On December 14, 2021, Dr. Tawainga Katawario (founder of Better Universe and Citizens) spoke (via Zoom) to the membership of the Magnolia Club about soil erosion in the country of Haiti and efforts to solve the problem. Pictured above is Dr. Tawinga Katawario.
Dr. Katawario is the founder of the Better Universe and Citizens NGO based in Tallahassee that works to plant perennial grasses throughout Haiti, specifically on the mountainsides. His organization believes soil erosion in Haiti and elsewhere in the world will become a story of the past! With support from the general population, the project can be scaled up to plant grasses on millions of acres of land in Haiti. 
Dr. Katawario showed many before and after picture of soil erosion in Haiti and explained that soil erosion in Haiti paralyzes the economy. It is continuously happening and will happen in the future if significant mitigation efforts are not implemented. The erosion is caused by cutting trees for charcoal and farming on steep slopes. Then when severe weather, like hurricanes, hit the island, the top soil is washed down into the ocean and this has been happening for years prior to his organization getting involved.
When "Better Universe and Citizens" first got involved, they evaluated solutions that can make a lasting impact and they determined that the planting of deep-rooted, heat and drought-tolerant perennial grasses was the most viable and a game-changer solution because the grasses will not be harvested for charcoal. The grasses also reduce mudslides during hurricanes, build soil health, provide a habitat for wildlife, and protect fisheries and critical infrastructure. The grasses also protect watersheds and groundwater and are used as feed stock for livestock.

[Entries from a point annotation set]
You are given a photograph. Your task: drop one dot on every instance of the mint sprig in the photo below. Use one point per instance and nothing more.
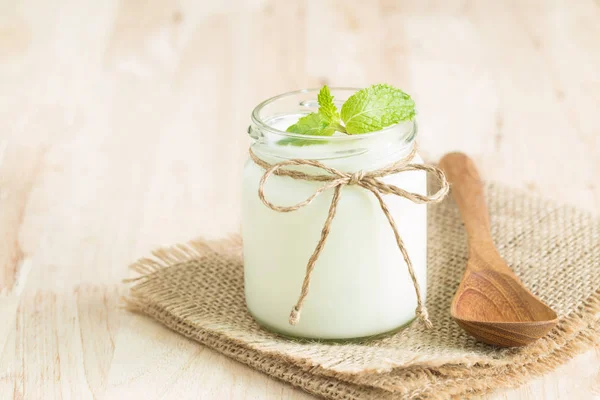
(375, 108)
(322, 123)
(367, 110)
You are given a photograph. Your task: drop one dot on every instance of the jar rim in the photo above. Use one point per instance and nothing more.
(262, 125)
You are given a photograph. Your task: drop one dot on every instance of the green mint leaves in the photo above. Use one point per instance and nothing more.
(375, 108)
(367, 110)
(322, 123)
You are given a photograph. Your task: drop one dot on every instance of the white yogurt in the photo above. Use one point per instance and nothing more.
(360, 285)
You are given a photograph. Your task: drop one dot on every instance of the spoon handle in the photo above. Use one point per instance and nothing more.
(467, 191)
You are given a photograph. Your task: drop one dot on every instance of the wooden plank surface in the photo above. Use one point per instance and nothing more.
(116, 115)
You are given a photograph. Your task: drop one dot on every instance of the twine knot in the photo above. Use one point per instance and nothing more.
(335, 179)
(294, 316)
(356, 177)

■ **WHAT THIS TASK INVOLVES**:
Transcribe from the passage on soil erosion in Haiti above the part that begins with the words containing "On December 14, 2021, Dr." and ends with "Dr. Tawinga Katawario.".

■ **SOLUTION**:
On December 14, 2021, Dr. Tawainga Katawario (founder of Better Universe and Citizens) spoke (via Zoom) to the membership of the Magnolia Club about soil erosion in the country of Haiti and efforts to solve the problem. Pictured above is Dr. Tawinga Katawario.